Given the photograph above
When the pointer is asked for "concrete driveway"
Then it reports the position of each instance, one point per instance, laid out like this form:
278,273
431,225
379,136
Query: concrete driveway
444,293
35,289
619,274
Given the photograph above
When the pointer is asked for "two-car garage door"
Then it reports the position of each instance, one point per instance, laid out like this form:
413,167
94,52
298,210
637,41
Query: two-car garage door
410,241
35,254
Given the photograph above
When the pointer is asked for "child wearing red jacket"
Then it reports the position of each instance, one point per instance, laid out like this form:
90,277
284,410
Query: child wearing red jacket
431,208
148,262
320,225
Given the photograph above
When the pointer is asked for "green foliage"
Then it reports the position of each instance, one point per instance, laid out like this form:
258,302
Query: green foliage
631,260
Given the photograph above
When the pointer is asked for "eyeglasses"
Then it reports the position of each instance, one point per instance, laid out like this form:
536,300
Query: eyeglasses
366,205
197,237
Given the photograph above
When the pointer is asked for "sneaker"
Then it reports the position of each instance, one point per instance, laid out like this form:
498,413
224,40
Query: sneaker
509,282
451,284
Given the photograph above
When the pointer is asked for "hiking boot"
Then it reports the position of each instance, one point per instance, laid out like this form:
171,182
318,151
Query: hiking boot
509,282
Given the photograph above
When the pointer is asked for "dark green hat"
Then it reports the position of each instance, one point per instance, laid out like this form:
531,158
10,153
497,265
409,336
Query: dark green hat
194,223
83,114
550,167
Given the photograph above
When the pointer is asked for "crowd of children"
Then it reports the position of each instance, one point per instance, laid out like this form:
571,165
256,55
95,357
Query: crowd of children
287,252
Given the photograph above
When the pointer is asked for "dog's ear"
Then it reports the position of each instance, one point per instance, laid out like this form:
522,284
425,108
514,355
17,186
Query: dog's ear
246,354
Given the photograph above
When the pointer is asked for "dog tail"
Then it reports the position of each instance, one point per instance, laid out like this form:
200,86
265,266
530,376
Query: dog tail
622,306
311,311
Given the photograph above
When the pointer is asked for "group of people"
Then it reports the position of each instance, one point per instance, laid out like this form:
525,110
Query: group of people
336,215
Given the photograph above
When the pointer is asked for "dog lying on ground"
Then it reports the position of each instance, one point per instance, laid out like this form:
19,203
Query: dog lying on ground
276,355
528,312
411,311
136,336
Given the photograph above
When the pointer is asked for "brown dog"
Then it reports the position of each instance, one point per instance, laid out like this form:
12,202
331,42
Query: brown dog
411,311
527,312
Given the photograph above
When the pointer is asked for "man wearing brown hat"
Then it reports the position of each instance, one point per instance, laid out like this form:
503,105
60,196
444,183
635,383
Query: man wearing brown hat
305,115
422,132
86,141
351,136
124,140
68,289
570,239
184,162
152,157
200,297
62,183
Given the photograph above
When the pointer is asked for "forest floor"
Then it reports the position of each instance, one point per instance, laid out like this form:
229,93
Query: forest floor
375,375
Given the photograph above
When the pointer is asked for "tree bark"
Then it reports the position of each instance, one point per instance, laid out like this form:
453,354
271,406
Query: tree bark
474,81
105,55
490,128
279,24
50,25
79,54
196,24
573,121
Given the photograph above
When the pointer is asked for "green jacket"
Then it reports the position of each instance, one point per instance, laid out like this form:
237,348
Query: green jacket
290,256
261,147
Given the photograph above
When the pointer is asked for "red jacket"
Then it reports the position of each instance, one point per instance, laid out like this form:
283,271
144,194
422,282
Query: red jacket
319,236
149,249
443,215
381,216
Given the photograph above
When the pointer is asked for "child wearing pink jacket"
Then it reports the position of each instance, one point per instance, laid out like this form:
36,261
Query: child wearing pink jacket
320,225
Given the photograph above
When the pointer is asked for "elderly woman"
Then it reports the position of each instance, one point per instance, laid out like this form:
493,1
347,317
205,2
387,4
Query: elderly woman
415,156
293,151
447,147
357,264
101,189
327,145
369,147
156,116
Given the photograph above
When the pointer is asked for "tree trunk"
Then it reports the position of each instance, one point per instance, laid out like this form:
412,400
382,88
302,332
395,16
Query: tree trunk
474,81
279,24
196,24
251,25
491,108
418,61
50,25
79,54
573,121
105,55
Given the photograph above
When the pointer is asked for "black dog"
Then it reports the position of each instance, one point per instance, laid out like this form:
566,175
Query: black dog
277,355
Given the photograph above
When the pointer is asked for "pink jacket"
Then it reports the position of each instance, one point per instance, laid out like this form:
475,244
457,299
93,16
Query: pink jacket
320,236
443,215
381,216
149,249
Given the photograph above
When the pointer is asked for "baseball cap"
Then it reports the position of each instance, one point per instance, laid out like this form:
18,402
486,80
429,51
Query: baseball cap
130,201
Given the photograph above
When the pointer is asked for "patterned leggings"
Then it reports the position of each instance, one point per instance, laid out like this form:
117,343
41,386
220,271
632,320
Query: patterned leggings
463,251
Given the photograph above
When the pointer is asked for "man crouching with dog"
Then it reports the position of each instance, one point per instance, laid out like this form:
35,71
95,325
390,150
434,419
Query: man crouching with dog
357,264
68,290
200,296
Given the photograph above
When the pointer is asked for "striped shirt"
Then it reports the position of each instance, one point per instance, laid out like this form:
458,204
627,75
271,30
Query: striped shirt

**Objective**.
Give back all the data exactly as written.

**The reply**.
Given the photograph above
When the pointer is asked for "concrete driveway"
Then it reports the position of each instance, one point per instance, laid out like this form:
278,273
431,225
379,136
Query: concrete driveway
444,293
35,289
619,274
Given the photograph above
When the pointer is asked for "two-car garage door"
Then it reports the position of each instance, one point per instance, laid out like this form:
413,167
94,52
298,210
637,41
Query: two-car garage door
410,241
35,254
Given the photograph above
When the pointer is asked for "child wearing red jacket"
Then it reports the position of each instance, one point per instance, laid out like this form:
90,277
284,410
Query: child wearing red jacket
431,208
148,262
320,225
Given the photograph above
When the pointer is asked for "green foliage"
Then it reports the position of each instance, one point per instance, laid out like this form:
258,302
Query: green foliage
631,260
Given the photograph above
When the pointer is asked for "eyeglasses"
Then it reports the position of each instance, one point per instance, laid out like this form:
536,300
Query: eyeglasses
366,205
197,237
Given the photograph above
When the pointer is asked for "sneaker"
Then it reports the position of each instance, one point per instance, laid out like this form:
498,413
224,40
Query: sneaker
509,282
451,284
Given the photograph above
When the pointer is asked for "hiking boot"
Then it reports the position of each instance, one point per instance, laid out like this form:
171,182
318,151
Query: hiking boot
509,282
Given the photograph above
When the pointer is asked for "dark green hat"
Then it reports the position of each instance, one point per instance, laid out like this form:
531,158
10,153
497,265
409,336
Query: dark green hat
194,223
83,114
550,167
Given the photograph above
When the pointer is asked for "crowd of children"
Then it reports the position of each instance, one point per instance, laid out like this form:
571,165
256,55
95,357
Query: crowd of children
287,252
Given the photograph above
When the pointer is asked for "dog's ear"
Then it reports the position of each instance, one point per instance, laid out like this form:
522,284
425,108
514,355
17,186
Query: dog's ear
246,354
Given the photograph above
When the pointer is asked for "dog tail"
Then it reports the position of each instance, one point per instance, laid out like this form:
200,86
265,266
530,376
Query: dog tail
622,306
311,311
Given the photograph above
When the pointer is asked for "group of people"
Then it reports the position of each instance, one point per instance, laid out like this form:
525,110
Query: group of people
336,215
Given the photograph above
When the pointer is asked for "dog lying on ground"
Then it reports the position of each instance, one point per instance, laid out like this form:
19,203
Query: dog lying on ground
276,355
528,312
411,311
136,336
Given the photograph above
When the pointer is asked for "brown dog"
Then it reports the position of each instance, one point per instance, laid out like this form:
12,202
331,42
Query: brown dog
411,311
527,312
Given the photograph above
When the pointer is asked for "man wearing brown hat"
Then it reports the position of each instance, one point per instance, laid out like this form:
503,105
60,196
444,183
635,383
Query: man wearing brown hat
305,115
422,132
86,141
351,136
124,140
68,289
570,239
184,162
152,157
200,297
62,183
Given the photograph above
When the pointer is asked for "forest floor"
Then it reports the position of each instance, one point per instance, laid out like this form:
229,93
Query: forest floor
375,375
Given the photograph above
When the pointer is asked for "tree bark"
Then it reports the position of each instance, one point per instance, laid out like this form:
453,354
271,406
Query: tree bark
474,81
105,55
490,128
279,24
50,25
79,54
196,24
573,121
Given the photograph above
When the pointer is asked for "green jacket"
Then it reports the position of each instance, one point per instance, laid out like this form:
237,348
Query: green jacket
290,256
261,147
Given the photograph above
When the pointer is asked for "red jacket"
Then it reports the position of each instance, one point per instance, laid out like this form:
283,271
144,194
422,282
Query: red jacket
319,236
149,249
443,215
381,216
Given the photograph above
When the pointer is asked for "child wearing pink jacket"
Then it reports the position of each instance, one point per instance, laid out like this form:
36,261
Query: child wearing pink jacket
320,225
Given the photograph above
When the pointer is asked for "elderly woman"
Then it reports the position of each instance, one point per instance, laid out like this form:
493,1
347,317
205,2
387,4
Query: elderly woman
415,156
293,151
447,147
357,264
101,189
327,145
369,147
156,116
Given the photograph above
When the pointer is asked for "tree trunk"
Then it reports the position of each instance, one point per instance, laid out like this form:
412,400
382,88
302,332
395,16
Query: tree trunk
474,81
279,24
196,24
251,25
491,108
418,61
50,25
79,54
573,121
105,55
Given the photograph above
When the pointer is asked for "black dog"
Then it reports the position of each instance, one point per instance, laid out like this form:
566,175
Query: black dog
277,355
Given the photograph above
When the pointer is asked for "pink jacket"
Then it reports the position of each instance, one point per instance, laid out like this form:
475,244
457,299
93,16
Query: pink jacket
320,236
443,215
381,216
149,249
Given the photograph above
When the pointer is asked for "baseball cap"
Then it reports the position of each instance, one point per instance, laid out like this form:
18,402
486,80
429,51
Query: baseball cap
130,201
Given the photograph above
When the pointer is asked for "patterned leggings"
Then it reports the position of each instance, one point per instance, laid out like this form:
117,343
41,386
220,271
632,320
Query: patterned leggings
463,251
Given the photograph above
When the pointer is asked for "man crouching with dog"
Then it reports the position of each instance, one point per instance, laid out like this form:
35,71
95,325
390,150
434,419
Query: man crouching with dog
357,264
68,290
200,296
Given the photograph above
When the pointer is asked for "striped shirt"
Then it reports the position of each instance, one point per instance, laid out like this form:
458,204
627,75
271,30
Query: striped shirt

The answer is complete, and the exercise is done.